[Rows taken from a collection]
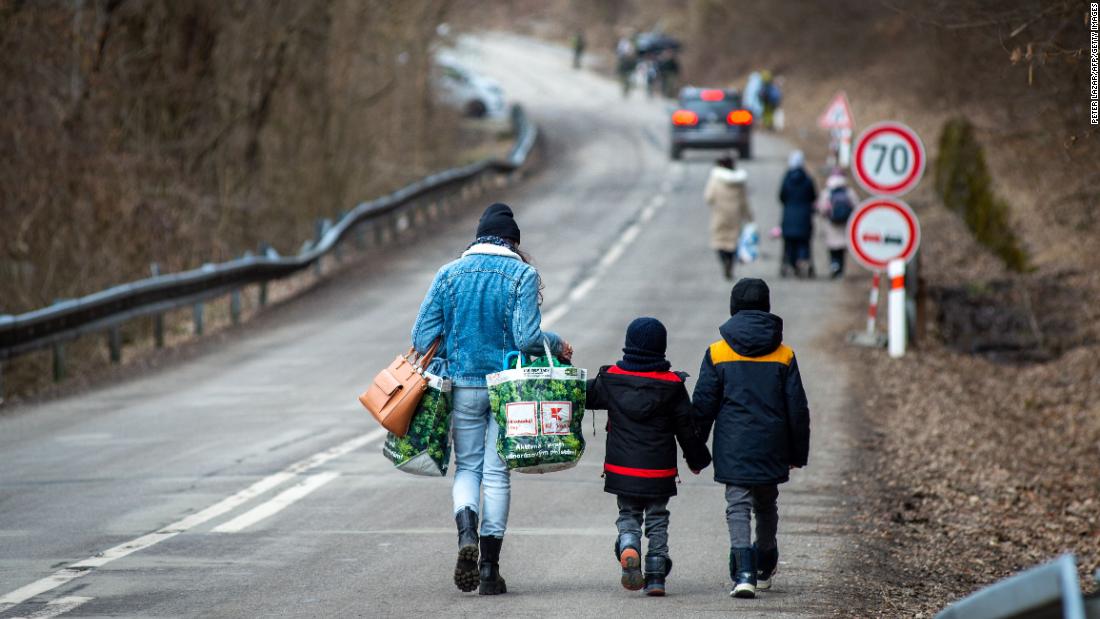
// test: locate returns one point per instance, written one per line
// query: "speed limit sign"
(889, 158)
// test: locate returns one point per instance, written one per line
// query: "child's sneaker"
(743, 572)
(657, 568)
(627, 550)
(767, 565)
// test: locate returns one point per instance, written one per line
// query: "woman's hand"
(567, 352)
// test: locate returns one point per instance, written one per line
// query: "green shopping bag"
(426, 449)
(538, 409)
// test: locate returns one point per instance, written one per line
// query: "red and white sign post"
(837, 120)
(883, 231)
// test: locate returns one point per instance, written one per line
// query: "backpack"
(840, 206)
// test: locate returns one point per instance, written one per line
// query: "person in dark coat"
(750, 391)
(648, 411)
(798, 194)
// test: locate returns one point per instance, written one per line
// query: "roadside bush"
(964, 184)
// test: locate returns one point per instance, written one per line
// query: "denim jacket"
(483, 305)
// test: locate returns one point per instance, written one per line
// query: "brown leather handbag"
(396, 391)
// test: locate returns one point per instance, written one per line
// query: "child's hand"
(567, 352)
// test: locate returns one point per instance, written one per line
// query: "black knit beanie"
(749, 293)
(646, 340)
(498, 221)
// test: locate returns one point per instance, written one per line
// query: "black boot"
(491, 581)
(465, 570)
(743, 572)
(767, 562)
(628, 553)
(657, 568)
(727, 264)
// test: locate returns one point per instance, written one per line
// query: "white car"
(475, 95)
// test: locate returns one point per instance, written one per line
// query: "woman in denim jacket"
(483, 305)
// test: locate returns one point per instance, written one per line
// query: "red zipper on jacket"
(648, 473)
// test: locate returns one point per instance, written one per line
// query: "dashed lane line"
(81, 567)
(609, 257)
(272, 507)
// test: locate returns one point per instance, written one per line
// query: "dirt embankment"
(981, 453)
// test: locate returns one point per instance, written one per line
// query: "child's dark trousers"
(653, 512)
(740, 503)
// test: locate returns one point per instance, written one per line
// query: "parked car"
(475, 95)
(711, 118)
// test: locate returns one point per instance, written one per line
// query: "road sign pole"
(872, 308)
(844, 150)
(897, 309)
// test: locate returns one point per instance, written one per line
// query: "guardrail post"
(265, 251)
(158, 319)
(197, 313)
(58, 363)
(338, 251)
(360, 238)
(234, 307)
(114, 343)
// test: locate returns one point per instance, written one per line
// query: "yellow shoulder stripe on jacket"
(722, 353)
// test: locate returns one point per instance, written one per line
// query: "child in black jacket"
(750, 390)
(648, 410)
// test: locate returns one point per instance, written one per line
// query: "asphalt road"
(248, 482)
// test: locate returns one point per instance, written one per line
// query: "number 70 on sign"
(889, 158)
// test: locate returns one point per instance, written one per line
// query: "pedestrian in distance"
(625, 63)
(750, 391)
(798, 195)
(491, 285)
(727, 196)
(579, 44)
(771, 98)
(648, 411)
(836, 205)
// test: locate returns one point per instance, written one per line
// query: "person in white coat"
(727, 196)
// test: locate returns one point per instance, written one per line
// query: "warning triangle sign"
(837, 114)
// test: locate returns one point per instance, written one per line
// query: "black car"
(711, 118)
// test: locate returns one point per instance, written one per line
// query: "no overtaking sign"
(881, 230)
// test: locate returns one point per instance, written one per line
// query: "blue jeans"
(476, 463)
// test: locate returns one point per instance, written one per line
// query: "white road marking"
(81, 567)
(272, 507)
(529, 531)
(609, 257)
(59, 606)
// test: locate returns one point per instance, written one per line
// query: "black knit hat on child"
(750, 294)
(646, 341)
(498, 221)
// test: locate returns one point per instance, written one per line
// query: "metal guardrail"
(1048, 590)
(107, 309)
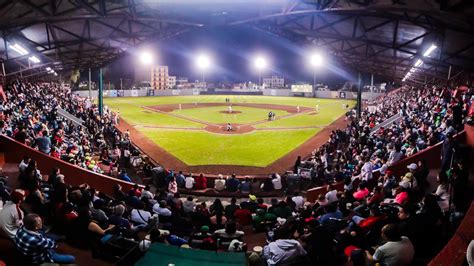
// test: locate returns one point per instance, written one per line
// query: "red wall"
(14, 151)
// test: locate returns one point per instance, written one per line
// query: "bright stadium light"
(34, 59)
(430, 50)
(19, 49)
(260, 63)
(203, 62)
(316, 60)
(418, 63)
(146, 58)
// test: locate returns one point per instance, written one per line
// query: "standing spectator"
(35, 246)
(397, 251)
(11, 216)
(232, 184)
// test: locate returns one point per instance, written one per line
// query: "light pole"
(203, 62)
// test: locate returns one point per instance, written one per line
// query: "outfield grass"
(214, 115)
(258, 148)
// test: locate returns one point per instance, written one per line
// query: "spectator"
(232, 184)
(11, 216)
(201, 182)
(35, 246)
(219, 183)
(397, 251)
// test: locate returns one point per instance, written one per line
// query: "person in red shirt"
(201, 182)
(243, 216)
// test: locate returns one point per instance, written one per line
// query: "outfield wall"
(266, 92)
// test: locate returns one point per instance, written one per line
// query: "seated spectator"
(276, 181)
(180, 179)
(36, 247)
(139, 216)
(298, 200)
(124, 176)
(161, 209)
(361, 192)
(330, 212)
(246, 185)
(189, 182)
(230, 231)
(232, 184)
(219, 183)
(442, 191)
(397, 251)
(189, 205)
(282, 251)
(11, 216)
(173, 185)
(201, 182)
(230, 209)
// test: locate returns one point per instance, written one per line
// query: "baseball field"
(193, 129)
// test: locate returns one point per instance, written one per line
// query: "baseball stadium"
(243, 132)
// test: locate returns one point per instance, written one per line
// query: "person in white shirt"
(189, 182)
(139, 215)
(298, 200)
(276, 181)
(160, 209)
(189, 205)
(11, 216)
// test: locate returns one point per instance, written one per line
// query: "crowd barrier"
(13, 152)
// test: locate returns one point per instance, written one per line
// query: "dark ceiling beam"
(85, 4)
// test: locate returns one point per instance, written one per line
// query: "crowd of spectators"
(396, 213)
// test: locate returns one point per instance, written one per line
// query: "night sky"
(232, 50)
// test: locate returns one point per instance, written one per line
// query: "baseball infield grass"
(270, 141)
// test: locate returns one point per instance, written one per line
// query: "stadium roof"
(384, 37)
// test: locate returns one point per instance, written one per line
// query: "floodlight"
(418, 63)
(430, 50)
(260, 62)
(316, 60)
(17, 48)
(34, 59)
(146, 58)
(203, 61)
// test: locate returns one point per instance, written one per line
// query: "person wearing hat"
(11, 216)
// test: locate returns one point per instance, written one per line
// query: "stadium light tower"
(316, 61)
(203, 62)
(260, 63)
(146, 57)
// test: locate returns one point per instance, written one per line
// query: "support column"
(90, 85)
(101, 90)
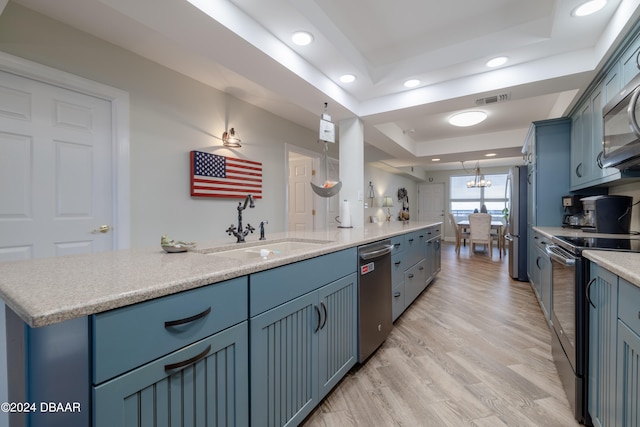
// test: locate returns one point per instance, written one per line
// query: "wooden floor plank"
(473, 350)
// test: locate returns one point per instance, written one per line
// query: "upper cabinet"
(586, 120)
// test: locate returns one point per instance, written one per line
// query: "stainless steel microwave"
(621, 130)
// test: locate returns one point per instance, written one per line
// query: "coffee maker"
(572, 215)
(607, 214)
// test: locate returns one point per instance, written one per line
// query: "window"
(465, 200)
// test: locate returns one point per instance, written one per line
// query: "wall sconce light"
(372, 193)
(387, 202)
(229, 139)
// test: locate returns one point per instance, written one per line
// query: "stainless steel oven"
(570, 312)
(568, 308)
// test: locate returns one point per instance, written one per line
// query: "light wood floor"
(472, 350)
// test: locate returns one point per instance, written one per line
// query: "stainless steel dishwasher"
(374, 297)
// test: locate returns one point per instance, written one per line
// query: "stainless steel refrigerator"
(516, 195)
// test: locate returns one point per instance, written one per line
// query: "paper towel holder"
(346, 220)
(387, 202)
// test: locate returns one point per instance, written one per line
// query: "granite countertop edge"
(47, 291)
(624, 264)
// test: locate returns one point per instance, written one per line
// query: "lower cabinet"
(614, 350)
(300, 350)
(603, 317)
(205, 383)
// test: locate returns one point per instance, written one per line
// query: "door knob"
(103, 229)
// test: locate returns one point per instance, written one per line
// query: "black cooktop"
(602, 243)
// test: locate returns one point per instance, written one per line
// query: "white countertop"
(51, 290)
(623, 264)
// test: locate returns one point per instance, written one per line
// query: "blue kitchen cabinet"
(300, 350)
(414, 267)
(628, 367)
(397, 276)
(603, 325)
(303, 335)
(205, 383)
(629, 62)
(548, 180)
(176, 360)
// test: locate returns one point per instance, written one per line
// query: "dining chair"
(460, 235)
(480, 231)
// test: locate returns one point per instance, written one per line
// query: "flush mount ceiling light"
(467, 118)
(589, 7)
(302, 38)
(229, 139)
(478, 180)
(412, 83)
(347, 78)
(496, 62)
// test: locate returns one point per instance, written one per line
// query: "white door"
(431, 202)
(301, 212)
(55, 171)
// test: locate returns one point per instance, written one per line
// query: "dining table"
(495, 225)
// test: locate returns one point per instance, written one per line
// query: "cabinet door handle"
(319, 319)
(193, 318)
(191, 361)
(591, 282)
(324, 309)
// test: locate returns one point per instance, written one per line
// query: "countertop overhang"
(51, 290)
(623, 264)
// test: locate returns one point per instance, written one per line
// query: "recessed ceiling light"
(347, 78)
(467, 118)
(412, 83)
(496, 62)
(302, 38)
(589, 7)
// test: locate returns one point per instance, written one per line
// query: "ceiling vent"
(493, 99)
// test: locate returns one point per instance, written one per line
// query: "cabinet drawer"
(270, 288)
(415, 280)
(398, 243)
(128, 337)
(398, 265)
(629, 305)
(415, 247)
(397, 301)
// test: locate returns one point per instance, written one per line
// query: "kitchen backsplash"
(633, 190)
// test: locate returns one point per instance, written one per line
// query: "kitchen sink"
(266, 249)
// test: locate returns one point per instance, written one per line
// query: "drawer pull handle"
(587, 292)
(319, 318)
(187, 319)
(191, 361)
(324, 308)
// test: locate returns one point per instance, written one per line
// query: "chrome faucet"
(262, 229)
(239, 233)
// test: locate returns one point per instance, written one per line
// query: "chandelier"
(478, 180)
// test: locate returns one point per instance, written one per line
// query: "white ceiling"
(243, 47)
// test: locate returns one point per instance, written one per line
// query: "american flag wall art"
(219, 176)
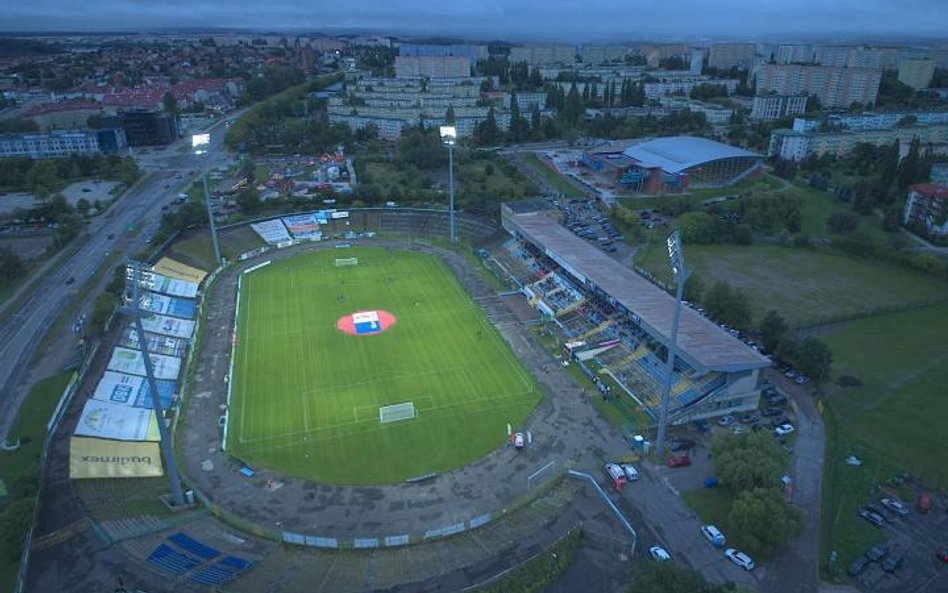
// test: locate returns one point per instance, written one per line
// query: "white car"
(739, 558)
(783, 430)
(659, 554)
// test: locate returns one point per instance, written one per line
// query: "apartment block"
(770, 107)
(835, 87)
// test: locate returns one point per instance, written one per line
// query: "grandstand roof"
(679, 153)
(700, 340)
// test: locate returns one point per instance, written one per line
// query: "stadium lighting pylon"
(677, 261)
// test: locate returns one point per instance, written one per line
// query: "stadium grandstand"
(672, 165)
(616, 323)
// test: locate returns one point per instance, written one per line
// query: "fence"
(51, 427)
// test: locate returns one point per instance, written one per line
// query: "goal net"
(397, 412)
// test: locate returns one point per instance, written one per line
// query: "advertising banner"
(98, 458)
(131, 390)
(106, 420)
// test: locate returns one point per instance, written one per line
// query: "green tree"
(749, 461)
(772, 330)
(102, 309)
(765, 520)
(248, 199)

PROBLEM DESCRIPTION>
Give only the number of lines in the rows above that contain the string "door", treating uppercase and lowercase as different.

RESPONSE BELOW>
3